Labeled-object pointing rows
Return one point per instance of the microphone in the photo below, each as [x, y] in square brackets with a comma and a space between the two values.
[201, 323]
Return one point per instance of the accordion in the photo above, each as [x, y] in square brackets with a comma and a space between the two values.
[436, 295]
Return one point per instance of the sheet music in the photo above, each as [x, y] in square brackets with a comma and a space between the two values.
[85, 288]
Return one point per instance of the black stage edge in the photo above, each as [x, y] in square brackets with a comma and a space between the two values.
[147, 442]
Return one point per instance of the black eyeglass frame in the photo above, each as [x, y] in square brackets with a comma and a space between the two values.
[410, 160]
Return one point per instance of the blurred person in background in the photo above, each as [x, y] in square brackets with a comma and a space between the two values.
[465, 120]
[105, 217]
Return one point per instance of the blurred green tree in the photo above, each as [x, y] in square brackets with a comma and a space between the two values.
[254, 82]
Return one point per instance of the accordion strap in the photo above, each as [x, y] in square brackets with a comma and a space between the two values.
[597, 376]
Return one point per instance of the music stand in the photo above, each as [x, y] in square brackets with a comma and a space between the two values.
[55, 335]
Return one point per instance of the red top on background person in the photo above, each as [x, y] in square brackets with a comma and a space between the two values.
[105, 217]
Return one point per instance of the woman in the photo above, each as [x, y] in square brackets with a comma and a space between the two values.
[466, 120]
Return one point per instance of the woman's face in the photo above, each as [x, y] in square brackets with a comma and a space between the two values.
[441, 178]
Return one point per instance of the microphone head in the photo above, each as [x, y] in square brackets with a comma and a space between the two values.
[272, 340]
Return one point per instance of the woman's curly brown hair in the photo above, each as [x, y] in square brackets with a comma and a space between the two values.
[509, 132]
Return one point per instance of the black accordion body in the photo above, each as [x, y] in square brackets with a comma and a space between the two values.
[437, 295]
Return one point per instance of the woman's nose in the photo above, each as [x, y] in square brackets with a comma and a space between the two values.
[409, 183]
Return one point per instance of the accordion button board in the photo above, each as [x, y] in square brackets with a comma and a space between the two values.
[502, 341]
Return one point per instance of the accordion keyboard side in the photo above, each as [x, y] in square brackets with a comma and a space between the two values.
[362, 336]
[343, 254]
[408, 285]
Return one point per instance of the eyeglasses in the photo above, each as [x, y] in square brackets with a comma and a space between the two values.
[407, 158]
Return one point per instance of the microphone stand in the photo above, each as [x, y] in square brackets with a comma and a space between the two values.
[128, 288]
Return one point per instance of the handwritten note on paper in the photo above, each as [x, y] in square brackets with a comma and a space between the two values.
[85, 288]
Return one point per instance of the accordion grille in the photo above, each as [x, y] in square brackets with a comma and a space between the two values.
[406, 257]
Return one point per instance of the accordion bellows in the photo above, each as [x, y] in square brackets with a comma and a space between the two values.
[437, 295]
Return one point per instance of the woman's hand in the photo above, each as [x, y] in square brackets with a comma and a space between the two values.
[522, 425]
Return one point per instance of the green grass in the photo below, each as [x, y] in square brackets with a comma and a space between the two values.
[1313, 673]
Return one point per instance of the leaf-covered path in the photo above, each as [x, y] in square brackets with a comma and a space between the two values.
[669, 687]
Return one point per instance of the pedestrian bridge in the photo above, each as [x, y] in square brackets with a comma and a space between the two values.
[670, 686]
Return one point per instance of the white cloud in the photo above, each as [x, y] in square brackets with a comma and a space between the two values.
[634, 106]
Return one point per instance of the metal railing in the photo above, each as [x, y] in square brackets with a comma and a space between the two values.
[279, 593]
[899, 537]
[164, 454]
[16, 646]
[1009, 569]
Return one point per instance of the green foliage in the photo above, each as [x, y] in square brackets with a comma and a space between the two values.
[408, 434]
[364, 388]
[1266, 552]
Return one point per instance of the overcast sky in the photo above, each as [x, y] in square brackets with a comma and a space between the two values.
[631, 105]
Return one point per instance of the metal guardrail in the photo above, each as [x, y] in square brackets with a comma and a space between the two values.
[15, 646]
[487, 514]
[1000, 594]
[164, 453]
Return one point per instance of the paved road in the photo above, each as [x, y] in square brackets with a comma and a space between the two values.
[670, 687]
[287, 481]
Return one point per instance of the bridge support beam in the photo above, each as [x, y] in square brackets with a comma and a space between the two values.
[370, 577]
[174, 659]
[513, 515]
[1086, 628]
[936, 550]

● Given exercise: Copy these rows verbatim, from the first line through the last.

● Task solution:
Return one point per instance of the microphone in the photo below, each as [x, y] in square brackets with a comma and a space between the two values.
[201, 323]
Return one point per instance of the accordion in the photo above, each as [x, y] in square brackets with a comma and a space between the two values.
[436, 295]
Return one point per instance of the sheet music in the photo above, each as [x, y] in square brackets with a comma and a space between the two values.
[85, 288]
Return one point per instance of the black stage edge in the photo above, each as [x, y] in square brackets with a comma and a space between the two values.
[147, 442]
Return one point per instance of the black eyeglass frame in the photo above, each as [x, y] in square brackets with a comma and a space between the two values.
[410, 160]
Return one point per instance of the blurred person in background in the photo above, each as [x, y] in square brackets with a comma and a space between the two values.
[465, 120]
[105, 217]
Return one point per instance of the blurred green tree in the photo above, each as [x, y] in square brackets with a comma and a space between the two values.
[254, 82]
Return one point per instance of the accordion strap in the photo above, each as [x, y] in square brackets with a comma and a space between the two values.
[597, 376]
Return one point per instance of the music stand in the photo above, each as [x, y] in square brackets with a comma and a space between the two values.
[55, 335]
Return one point per instance of the red top on background person in the photo above, each as [x, y] in square brackets with a comma and a space between the two values.
[105, 217]
Return one point per instance of the woman in the photo above, each as [x, y] in square brackets with a comma and a space between the two values.
[466, 120]
Return one point per instance of the woman's face in the photo above, each as [x, y] in square brackets with a comma and a space between the two values.
[441, 178]
Return one point per instance of the microphone head in the photo above, each as [x, y] in square brackets with a comma and a space between the two values.
[272, 340]
Return one point per instance of the woman's curly brown hair in the photo above, each as [x, y] in square brackets with a comma and a space between the two values.
[509, 132]
Return one point per instance of the black accordion body in the photo above, each as [x, y] in square brackets with a comma and a space between the two values.
[437, 295]
Return one point per instance of the woman's nose in the photo above, each as [x, y] in square brackets with a comma and a space between the two values.
[409, 183]
Return one point per instance of the accordion button board in the photo above, each as [x, y] in square brackets with a comma and a space between the two values.
[502, 341]
Return one point per instance of the accordion keyboard side in the photo above, each as [x, y] in square brackets with a comma and a space between the two values.
[362, 336]
[343, 254]
[408, 285]
Return one point per instance of the eyeglasses in the photo above, each as [x, y] in square brackets with a comma and a space between the two values.
[407, 158]
Return one point per instance of the microphone stand in the photo above, each as [x, y] in square brackets with a comma and a space between the two values.
[128, 288]
Return one point per instance of the handwritten note on paper in the photo above, each as [x, y] in square brackets with a comma and a space between the two values.
[85, 288]
Return one point per instance of the accordion grille in the photo above, each as [x, y] in square brackets with a comma and a space between the two values.
[406, 257]
Return one point per instance of the accordion bellows in the photo above, each as [x, y] in square brackets with a comma and a space between the two values.
[437, 295]
Return one point per instance of the woman's hand in the photo above, each as [x, y] in square brackets with a comma and a space between the two values.
[522, 425]
Return one point per instance of the green grass in the photo below, each as [x, y] in square brackets with a comma and a space between the two values.
[1313, 673]
Return one point per instance of the leaf-covered path in the photo above, each as [x, y] in square brackets with a comma and a space between the two values.
[669, 687]
Return one point per instance of the pedestrian bridge in the photo above, each as [x, y] in square brackets with a comma and a space between the two values.
[670, 686]
Return one point per instance of the white cloud in the photo above, each as [x, y] in square brackets with a comma and a space between the two values.
[634, 106]
Return one point per instance of the metal railing in the photo above, each as [x, y] in square brackets with a comma and a space between the two values.
[279, 593]
[899, 537]
[164, 454]
[16, 646]
[1009, 569]
Return one point per instance of the green foliage in the photo above, each as [x, y] in square brackets with a comma and a space between the two values.
[408, 434]
[364, 388]
[1266, 552]
Return one point per instance of the overcast sky in the photo above, each as [x, y] in square brackets with a comma and a space between the two values.
[631, 105]
Return one point per instance of the metal guardrail in the photo above, each as [x, y] in square brackets with a comma and a space between the two values.
[15, 646]
[487, 514]
[1000, 594]
[164, 453]
Return one point per instance of the paved road in the photo above, each as [x, y] in square brackets with a comma and a space between the two values.
[670, 687]
[287, 481]
Return one point per instance of the bridge support beam in the photo above, each as [x, y] in square brackets with a comma and a space between the two values.
[370, 577]
[174, 659]
[513, 515]
[1086, 628]
[936, 550]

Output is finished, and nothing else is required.